- [HOW TO COMPLETE THIS TASK]: The answer must be the full listing, repeated exactly.

- [DATA FOR REVIEW]:
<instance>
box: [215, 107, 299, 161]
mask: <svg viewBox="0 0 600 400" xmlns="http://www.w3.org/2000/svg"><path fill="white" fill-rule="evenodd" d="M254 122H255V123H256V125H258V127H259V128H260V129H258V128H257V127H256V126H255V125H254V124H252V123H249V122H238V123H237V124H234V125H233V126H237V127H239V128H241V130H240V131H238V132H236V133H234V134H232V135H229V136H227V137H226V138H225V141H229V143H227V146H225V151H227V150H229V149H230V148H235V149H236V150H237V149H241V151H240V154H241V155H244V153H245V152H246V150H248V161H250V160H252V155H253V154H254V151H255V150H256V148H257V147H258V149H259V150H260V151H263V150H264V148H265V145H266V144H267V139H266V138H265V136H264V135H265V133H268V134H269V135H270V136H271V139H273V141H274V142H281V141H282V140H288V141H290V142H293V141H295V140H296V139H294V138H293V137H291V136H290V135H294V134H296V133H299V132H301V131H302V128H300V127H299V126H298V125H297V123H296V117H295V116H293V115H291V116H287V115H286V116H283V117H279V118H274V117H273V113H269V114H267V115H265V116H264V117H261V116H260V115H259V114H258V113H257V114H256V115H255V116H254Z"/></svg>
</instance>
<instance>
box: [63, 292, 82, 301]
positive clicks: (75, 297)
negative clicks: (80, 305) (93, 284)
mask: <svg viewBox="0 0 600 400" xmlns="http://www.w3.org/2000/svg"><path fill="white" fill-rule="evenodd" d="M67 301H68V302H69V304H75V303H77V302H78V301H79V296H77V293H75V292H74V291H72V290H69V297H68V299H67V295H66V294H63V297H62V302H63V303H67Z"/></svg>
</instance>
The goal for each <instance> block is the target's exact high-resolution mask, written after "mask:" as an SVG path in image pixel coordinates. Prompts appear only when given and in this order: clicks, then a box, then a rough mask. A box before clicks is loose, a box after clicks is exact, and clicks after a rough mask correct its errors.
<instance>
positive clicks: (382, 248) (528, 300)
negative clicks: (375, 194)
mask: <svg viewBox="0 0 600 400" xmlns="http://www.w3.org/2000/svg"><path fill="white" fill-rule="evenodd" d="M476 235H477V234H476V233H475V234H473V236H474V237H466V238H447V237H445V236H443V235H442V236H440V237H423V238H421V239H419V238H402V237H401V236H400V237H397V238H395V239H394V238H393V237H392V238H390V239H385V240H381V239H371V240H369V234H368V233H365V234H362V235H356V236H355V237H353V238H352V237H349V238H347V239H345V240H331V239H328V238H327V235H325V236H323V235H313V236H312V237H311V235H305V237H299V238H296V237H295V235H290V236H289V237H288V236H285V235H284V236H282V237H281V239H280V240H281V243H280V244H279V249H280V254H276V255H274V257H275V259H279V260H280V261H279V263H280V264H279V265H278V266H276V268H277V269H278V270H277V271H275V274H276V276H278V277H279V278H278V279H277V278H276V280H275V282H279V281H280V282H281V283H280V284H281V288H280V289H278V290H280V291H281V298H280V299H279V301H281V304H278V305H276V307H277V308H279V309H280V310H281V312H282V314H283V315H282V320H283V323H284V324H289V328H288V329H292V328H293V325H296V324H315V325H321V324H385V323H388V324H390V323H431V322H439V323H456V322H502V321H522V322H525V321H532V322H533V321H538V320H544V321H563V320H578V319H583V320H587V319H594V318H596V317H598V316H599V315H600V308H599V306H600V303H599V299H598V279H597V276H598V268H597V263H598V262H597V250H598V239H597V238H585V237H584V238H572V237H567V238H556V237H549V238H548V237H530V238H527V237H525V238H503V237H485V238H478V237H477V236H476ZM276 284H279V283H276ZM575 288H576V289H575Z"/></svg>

- [EXERCISE OUTPUT]:
<instance>
box: [215, 107, 299, 161]
mask: <svg viewBox="0 0 600 400" xmlns="http://www.w3.org/2000/svg"><path fill="white" fill-rule="evenodd" d="M254 122H255V123H256V125H258V127H259V128H260V129H258V128H257V127H256V126H255V125H254V124H252V123H249V122H238V123H237V124H234V125H233V126H237V127H239V128H241V130H240V131H238V132H236V133H234V134H232V135H229V136H227V137H226V138H225V141H229V143H227V146H225V151H227V150H229V149H230V148H235V149H236V150H237V149H241V151H240V154H241V155H244V153H245V152H246V150H248V161H250V160H252V155H253V154H254V151H255V150H256V148H257V147H258V149H259V150H260V151H263V150H264V148H265V145H266V144H267V139H266V138H265V136H264V135H265V133H268V134H269V135H270V136H271V139H273V141H274V142H281V141H282V140H288V141H290V142H293V141H295V140H296V139H294V138H293V137H291V136H290V135H294V134H296V133H299V132H301V131H302V128H300V127H299V126H298V125H297V123H296V117H295V116H293V115H291V116H287V115H286V116H283V117H279V118H274V117H273V113H269V114H267V115H265V116H264V117H261V116H260V115H259V114H258V113H257V114H256V115H255V116H254Z"/></svg>
</instance>
<instance>
box: [63, 292, 82, 301]
positive clicks: (75, 297)
negative clicks: (80, 305) (93, 284)
mask: <svg viewBox="0 0 600 400" xmlns="http://www.w3.org/2000/svg"><path fill="white" fill-rule="evenodd" d="M67 301H68V302H69V304H75V303H77V302H78V301H79V296H77V293H75V292H74V291H72V290H69V297H68V299H67V295H66V294H63V297H62V302H63V303H67Z"/></svg>
</instance>
The goal for each <instance> block is the target's exact high-resolution mask, written after "mask:" as an SVG path in image pixel coordinates. Prompts appear only when given and in this order: clicks, then a box, then a rough mask. A box before clicks is loose, a box after clicks is exact, and clicks after a rough mask correct its errors.
<instance>
positive clicks: (382, 248) (528, 300)
negative clicks: (375, 194)
mask: <svg viewBox="0 0 600 400" xmlns="http://www.w3.org/2000/svg"><path fill="white" fill-rule="evenodd" d="M476 235H477V234H476V233H475V234H473V236H474V237H466V238H447V237H445V236H443V235H442V236H440V237H423V238H421V239H419V238H402V237H401V236H400V237H397V238H395V239H394V238H393V237H392V238H390V239H385V240H381V239H371V240H369V234H368V233H365V234H362V235H356V236H355V237H353V238H352V237H349V238H347V239H345V240H331V239H328V238H327V235H325V236H323V235H313V236H312V237H311V235H305V237H299V238H296V237H295V235H290V236H289V237H288V236H285V235H284V236H282V237H281V239H280V240H281V243H280V244H279V249H280V254H276V255H274V257H275V259H279V260H280V261H279V263H280V264H279V265H278V266H276V268H277V269H278V270H277V271H275V274H276V276H278V277H279V278H278V279H277V278H276V280H275V282H279V281H280V282H281V283H280V284H281V288H280V289H278V290H280V291H281V298H280V299H279V301H281V304H278V305H276V307H277V308H279V309H280V310H281V312H282V314H283V315H282V320H283V323H284V324H289V328H288V329H292V328H293V325H296V324H315V325H321V324H385V323H388V324H390V323H431V322H439V323H456V322H502V321H522V322H525V321H532V322H533V321H538V320H544V321H563V320H578V319H583V320H587V319H594V318H596V317H598V316H599V315H600V308H599V306H600V303H599V299H598V279H597V276H598V268H597V263H598V262H597V250H598V239H597V238H585V237H584V238H572V237H567V238H556V237H549V238H548V237H530V238H527V237H525V238H503V237H485V238H478V237H477V236H476ZM276 284H279V283H276ZM575 288H576V289H575Z"/></svg>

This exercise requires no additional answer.